==== RECORD EXCERPTS
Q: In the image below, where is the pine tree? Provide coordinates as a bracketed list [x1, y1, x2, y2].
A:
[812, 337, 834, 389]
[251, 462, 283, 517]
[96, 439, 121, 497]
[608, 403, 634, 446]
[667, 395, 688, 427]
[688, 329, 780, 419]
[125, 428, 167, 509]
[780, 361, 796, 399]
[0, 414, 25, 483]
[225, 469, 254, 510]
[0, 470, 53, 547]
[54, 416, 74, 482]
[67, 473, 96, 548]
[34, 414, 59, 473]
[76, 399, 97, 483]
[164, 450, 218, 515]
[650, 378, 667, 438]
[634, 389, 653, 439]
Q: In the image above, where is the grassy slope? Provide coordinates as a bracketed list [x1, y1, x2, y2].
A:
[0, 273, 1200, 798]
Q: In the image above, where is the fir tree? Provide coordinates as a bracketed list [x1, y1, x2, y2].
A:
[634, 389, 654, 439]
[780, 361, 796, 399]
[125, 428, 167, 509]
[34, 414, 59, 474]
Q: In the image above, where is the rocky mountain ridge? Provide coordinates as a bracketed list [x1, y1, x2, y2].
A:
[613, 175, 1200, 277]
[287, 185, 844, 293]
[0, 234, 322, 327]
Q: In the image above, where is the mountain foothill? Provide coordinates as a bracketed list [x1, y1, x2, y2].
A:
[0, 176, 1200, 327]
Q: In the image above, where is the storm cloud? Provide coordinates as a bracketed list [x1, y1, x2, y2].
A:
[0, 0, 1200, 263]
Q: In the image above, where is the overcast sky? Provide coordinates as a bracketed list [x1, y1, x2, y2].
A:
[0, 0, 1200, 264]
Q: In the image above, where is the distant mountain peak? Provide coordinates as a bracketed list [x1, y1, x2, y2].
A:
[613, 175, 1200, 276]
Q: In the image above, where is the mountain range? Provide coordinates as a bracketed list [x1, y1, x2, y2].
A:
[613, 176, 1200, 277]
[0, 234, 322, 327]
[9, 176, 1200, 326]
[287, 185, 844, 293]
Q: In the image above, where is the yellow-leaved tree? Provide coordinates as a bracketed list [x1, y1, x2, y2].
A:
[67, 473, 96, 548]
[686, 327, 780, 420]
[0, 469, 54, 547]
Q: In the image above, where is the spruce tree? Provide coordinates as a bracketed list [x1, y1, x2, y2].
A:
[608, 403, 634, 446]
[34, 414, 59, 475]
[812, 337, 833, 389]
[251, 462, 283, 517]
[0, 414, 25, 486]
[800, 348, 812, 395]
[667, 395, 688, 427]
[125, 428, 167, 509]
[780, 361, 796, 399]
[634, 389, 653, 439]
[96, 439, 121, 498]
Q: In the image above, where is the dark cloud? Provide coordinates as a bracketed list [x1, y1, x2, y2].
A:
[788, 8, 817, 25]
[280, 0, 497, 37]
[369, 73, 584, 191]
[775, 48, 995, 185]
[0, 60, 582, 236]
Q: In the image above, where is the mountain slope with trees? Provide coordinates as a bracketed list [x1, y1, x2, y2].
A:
========
GIVEN INSTRUCTION - Rename "bracketed list" to "square-bracketed list" everywhere it appears in the lines above, and write out all the lines again with nothing else changed.

SOLVED PROBLEM -
Q: In the image below, where is the pine tree? Provide coordinates as a square-bracketed list [x1, y1, x2, y2].
A:
[812, 337, 834, 389]
[251, 462, 283, 517]
[96, 439, 121, 497]
[608, 403, 634, 446]
[667, 395, 688, 427]
[688, 329, 780, 419]
[125, 428, 167, 509]
[780, 361, 796, 399]
[0, 414, 25, 483]
[225, 469, 254, 510]
[0, 470, 53, 547]
[54, 416, 74, 482]
[67, 473, 96, 548]
[34, 414, 59, 473]
[76, 399, 97, 483]
[164, 450, 218, 515]
[650, 378, 667, 438]
[634, 389, 653, 439]
Q: In the image above, where is the grassy slope? Provide coordinates as a square-bracketed list [x1, y1, x2, y2].
A:
[0, 273, 1200, 798]
Q: In the image above, where is the fir tree? Provide coordinates as a square-bracketed list [x1, y1, x2, y2].
A:
[634, 389, 654, 439]
[780, 361, 796, 399]
[125, 428, 167, 509]
[34, 414, 59, 474]
Q: In the image above, where is the rocky mountain ridge? Provide coordinates as a square-bracketed list [x1, y1, x2, y2].
A:
[613, 175, 1200, 277]
[287, 185, 844, 293]
[0, 234, 322, 327]
Q: In the image above, where is the mountain foothill? Provide coordinates as a square-bracketed list [x1, y1, x2, y2].
A:
[0, 176, 1200, 327]
Q: In the image above, where is the storm cloud? Provide coordinates as a square-bracketed list [x1, y1, x2, y2].
A:
[0, 0, 1200, 263]
Q: In the image above, where is the overcast sky? Provide coordinates as a square-bracketed list [x1, y1, x2, y2].
A:
[0, 0, 1200, 264]
Q: In the image above, where is the distant mountain peak? Provide coordinates as a square-bracketed list [x1, y1, x2, y2].
A:
[613, 175, 1200, 276]
Q: In the image above, where is the mountain range? Provide coordinates as a square-bracketed list [x1, y1, x2, y2].
A:
[613, 176, 1200, 277]
[0, 234, 322, 327]
[9, 176, 1200, 326]
[287, 185, 844, 293]
Q: In the image above, where is the yellow-leaved tree? Provide coordinates as a square-bracketed list [x1, y1, x2, y2].
A:
[67, 473, 96, 548]
[686, 327, 780, 420]
[0, 469, 54, 547]
Q: In the image above, where is the spruce tree? Provide coordinates as a square-bracketed list [x1, y1, x2, y2].
A:
[608, 403, 634, 446]
[34, 414, 59, 475]
[812, 337, 833, 389]
[251, 462, 283, 517]
[0, 414, 25, 486]
[800, 348, 812, 395]
[667, 395, 688, 427]
[125, 428, 167, 509]
[780, 361, 796, 399]
[634, 389, 653, 439]
[96, 439, 121, 498]
Q: In the image above, where is the dark cloud? Provide coordinates as a square-bracketed list [x1, y1, x2, y2].
A:
[788, 8, 817, 25]
[280, 0, 497, 37]
[369, 73, 584, 191]
[775, 48, 995, 185]
[0, 60, 582, 236]
Q: In the image above, where is the mountain slope with trees? Provide coordinates as a square-bracketed list [x1, y1, x2, y2].
A:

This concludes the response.